YANG HARUS DIKERJAKAN |
1. Berdasarkan kutipan tentang sidang putusan Dewas KPK, jelaskan mengapa konferensi pers direncanakan setelah pembacaan putusan. Jawab dalam satu sampai tiga kalimat.
2. Tuliskan ulang tanpa perubahan bagian kutipan tentang sidang putusan Dewas KPK dari "Sidang pembacaan putusan yang" hingga "media sosial KPK.", termasuk kedua batas tersebut.

KUTIPAN TERPILIH |
---
Pelaksana Tugas Juru Bicara Bidang Penindakan KPK Ali Fikri menambahkan, salah satu pegawai KPK yang dinyatakan positif Covid-19 pernah melakukan kontak dengan anggota Dewas dan semua pegawai di sekretariat Dewas. Anggota Dewas yang harus menjalani uji usap itu adalah Tumpak H Panggabean, Syamsuddin Haris, dan Albertina Ho.
”Sebagai bentuk keterbukaan kepada masyarakat dan pertanggungjawaban pelaksanaan tugas Dewas KPK kepada publik, maka juga direncanakan dilakukan konferensi pers terkait Sidang Putusan Dewas setelah pembacaan putusan selesai dilakukan,” kata Ali, Senin (14/9) sore.
Sidang pembacaan putusan yang dilakukan secara terbuka mengacu pada Pasal 8 Ayat (1) Peraturan Dewas KPK Nomor 3 Tahun 2020 tentang Tata Cara Pemeriksaan dan Persidangan Pelanggaran Kode Etik dan Pedoman Perilaku KPK. Sidang pembacaan putusan dan konferensi pers direncanakan dilakukan secara daring melalui akun media sosial KPK.
Seperti diketahui, Firli diduga melanggar kode etik karena menggunakan helikopter mewah untuk kepentingan pribadi pada Juni 2020. Ia menggunakan helikopter itu untuk bepergian dari Palembang ke Baturaja, Sumatera Selatan. Dugaan pelanggaran tersebut dilaporkan oleh Koordinator Masyarakat Anti-Korupsi Indonesia (MAKI) Boyamin Saiman.
---
DATA YANG DITAMPILKAN |
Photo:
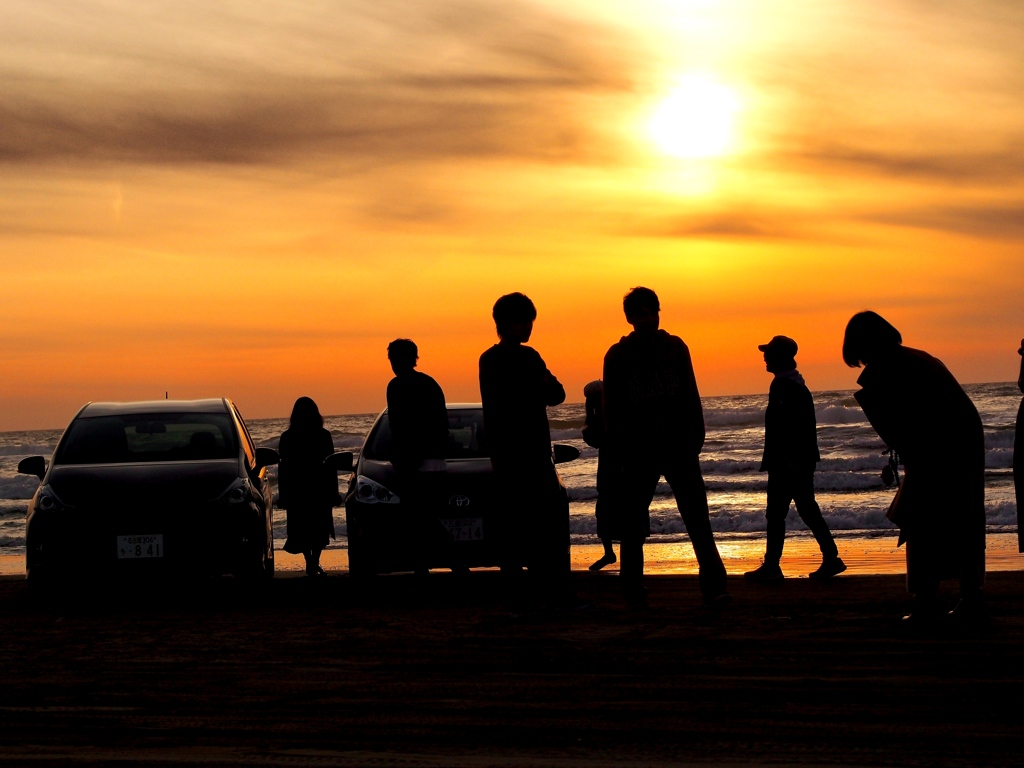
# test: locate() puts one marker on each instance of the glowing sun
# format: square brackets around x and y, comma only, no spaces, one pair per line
[696,119]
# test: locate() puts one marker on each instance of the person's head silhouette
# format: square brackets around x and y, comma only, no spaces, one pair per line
[868,338]
[402,353]
[514,314]
[780,354]
[642,310]
[305,415]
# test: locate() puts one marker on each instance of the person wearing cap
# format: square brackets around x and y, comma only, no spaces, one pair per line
[1018,459]
[790,457]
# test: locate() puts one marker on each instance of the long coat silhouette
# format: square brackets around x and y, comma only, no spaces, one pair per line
[307,489]
[919,409]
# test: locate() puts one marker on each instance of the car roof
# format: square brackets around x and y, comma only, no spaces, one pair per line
[209,406]
[456,407]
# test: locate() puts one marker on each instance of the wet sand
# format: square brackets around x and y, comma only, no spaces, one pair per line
[438,672]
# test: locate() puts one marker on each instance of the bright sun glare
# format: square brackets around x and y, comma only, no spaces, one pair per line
[696,119]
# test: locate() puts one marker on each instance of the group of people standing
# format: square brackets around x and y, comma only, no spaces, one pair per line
[646,418]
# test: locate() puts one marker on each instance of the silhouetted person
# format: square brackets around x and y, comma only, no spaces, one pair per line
[1018,458]
[920,411]
[790,458]
[608,473]
[516,388]
[655,422]
[418,416]
[417,413]
[306,488]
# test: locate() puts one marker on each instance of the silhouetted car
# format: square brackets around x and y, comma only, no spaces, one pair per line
[452,523]
[155,487]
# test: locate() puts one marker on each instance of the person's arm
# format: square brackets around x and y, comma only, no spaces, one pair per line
[611,402]
[554,392]
[1020,379]
[693,407]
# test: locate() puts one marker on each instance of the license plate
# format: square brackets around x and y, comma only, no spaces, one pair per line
[464,528]
[137,547]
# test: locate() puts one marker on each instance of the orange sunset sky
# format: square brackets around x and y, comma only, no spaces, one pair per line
[251,199]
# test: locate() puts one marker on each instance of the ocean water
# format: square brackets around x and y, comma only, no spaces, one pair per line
[849,485]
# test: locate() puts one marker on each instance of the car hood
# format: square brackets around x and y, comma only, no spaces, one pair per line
[165,483]
[383,471]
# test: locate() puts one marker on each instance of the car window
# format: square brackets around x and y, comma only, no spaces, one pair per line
[247,440]
[148,437]
[466,436]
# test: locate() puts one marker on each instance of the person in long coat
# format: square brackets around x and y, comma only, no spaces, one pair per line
[921,411]
[1018,458]
[306,488]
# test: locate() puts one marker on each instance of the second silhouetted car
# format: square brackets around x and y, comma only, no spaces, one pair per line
[453,521]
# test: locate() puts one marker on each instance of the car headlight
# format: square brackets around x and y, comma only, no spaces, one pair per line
[371,492]
[238,493]
[47,501]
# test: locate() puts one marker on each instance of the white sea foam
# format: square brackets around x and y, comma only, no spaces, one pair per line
[18,486]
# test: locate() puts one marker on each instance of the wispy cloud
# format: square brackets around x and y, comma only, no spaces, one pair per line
[990,222]
[358,83]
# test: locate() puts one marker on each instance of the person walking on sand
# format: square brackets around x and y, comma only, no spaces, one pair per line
[418,418]
[921,411]
[1018,458]
[608,473]
[655,422]
[516,389]
[306,488]
[790,457]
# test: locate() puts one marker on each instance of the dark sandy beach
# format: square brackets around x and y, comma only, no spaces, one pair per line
[337,673]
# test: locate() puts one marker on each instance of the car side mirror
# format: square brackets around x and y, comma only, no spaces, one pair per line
[34,465]
[340,462]
[565,453]
[266,458]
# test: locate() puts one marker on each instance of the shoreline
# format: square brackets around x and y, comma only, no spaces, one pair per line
[863,555]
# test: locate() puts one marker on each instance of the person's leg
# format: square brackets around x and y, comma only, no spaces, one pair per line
[691,497]
[776,510]
[810,513]
[923,578]
[605,509]
[635,526]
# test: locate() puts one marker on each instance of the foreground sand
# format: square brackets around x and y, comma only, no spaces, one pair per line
[438,673]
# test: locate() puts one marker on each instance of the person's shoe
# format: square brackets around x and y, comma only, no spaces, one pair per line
[607,559]
[716,602]
[828,568]
[969,612]
[636,597]
[767,571]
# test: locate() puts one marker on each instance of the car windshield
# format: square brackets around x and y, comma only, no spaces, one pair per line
[148,437]
[466,438]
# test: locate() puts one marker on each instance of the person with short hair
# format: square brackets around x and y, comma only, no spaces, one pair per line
[516,389]
[418,418]
[790,457]
[417,412]
[920,410]
[655,423]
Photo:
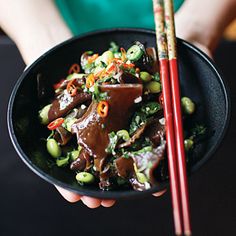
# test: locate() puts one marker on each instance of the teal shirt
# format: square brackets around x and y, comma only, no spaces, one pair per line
[88,15]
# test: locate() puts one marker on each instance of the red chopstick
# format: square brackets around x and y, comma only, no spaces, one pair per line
[174,78]
[172,113]
[168,112]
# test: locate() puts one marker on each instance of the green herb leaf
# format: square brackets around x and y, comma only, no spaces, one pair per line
[114,47]
[150,108]
[113,138]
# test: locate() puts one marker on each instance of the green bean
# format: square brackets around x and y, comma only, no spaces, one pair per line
[43,114]
[145,76]
[53,148]
[62,161]
[187,105]
[107,56]
[134,53]
[123,134]
[188,144]
[75,154]
[69,122]
[153,87]
[141,177]
[85,177]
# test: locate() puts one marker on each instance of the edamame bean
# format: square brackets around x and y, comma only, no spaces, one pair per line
[85,177]
[134,53]
[141,177]
[69,122]
[43,114]
[188,144]
[123,134]
[53,148]
[187,105]
[75,154]
[153,87]
[62,161]
[107,56]
[145,76]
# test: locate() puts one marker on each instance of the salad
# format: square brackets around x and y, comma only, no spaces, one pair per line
[106,120]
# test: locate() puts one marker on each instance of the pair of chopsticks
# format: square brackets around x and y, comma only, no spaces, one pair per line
[166,45]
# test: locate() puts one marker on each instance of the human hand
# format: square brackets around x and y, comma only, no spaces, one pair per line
[92,202]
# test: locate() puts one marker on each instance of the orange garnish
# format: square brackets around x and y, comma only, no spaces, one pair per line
[71,88]
[75,68]
[90,80]
[56,123]
[123,54]
[102,108]
[92,58]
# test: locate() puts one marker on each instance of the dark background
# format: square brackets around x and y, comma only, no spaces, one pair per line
[30,206]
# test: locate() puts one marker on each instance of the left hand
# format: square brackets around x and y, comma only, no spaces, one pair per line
[92,202]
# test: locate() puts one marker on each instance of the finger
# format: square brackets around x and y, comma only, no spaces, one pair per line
[108,203]
[91,202]
[158,194]
[69,196]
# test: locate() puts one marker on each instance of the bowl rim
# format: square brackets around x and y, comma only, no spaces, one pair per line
[113,194]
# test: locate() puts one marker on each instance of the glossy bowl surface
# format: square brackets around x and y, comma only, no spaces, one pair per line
[199,79]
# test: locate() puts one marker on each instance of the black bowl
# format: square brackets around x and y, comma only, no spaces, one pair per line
[199,77]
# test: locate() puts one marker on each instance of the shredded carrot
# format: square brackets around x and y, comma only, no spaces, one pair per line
[123,54]
[71,88]
[75,68]
[92,58]
[90,80]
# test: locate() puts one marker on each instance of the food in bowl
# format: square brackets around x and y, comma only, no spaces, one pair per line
[106,120]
---
PENYELESAIAN SOAL |
1. Konferensi pers itu direncanakan sebagai bentuk keterbukaan kepada masyarakat. Konferensi pers itu juga menjadi bentuk pertanggungjawaban pelaksanaan tugas Dewas KPK kepada publik.

2.
Sidang pembacaan putusan yang dilakukan secara terbuka mengacu pada Pasal 8 Ayat (1) Peraturan Dewas KPK Nomor 3 Tahun 2020 tentang Tata Cara Pemeriksaan dan Persidangan Pelanggaran Kode Etik dan Pedoman Perilaku KPK. Sidang pembacaan putusan dan konferensi pers direncanakan dilakukan secara daring melalui akun media sosial KPK.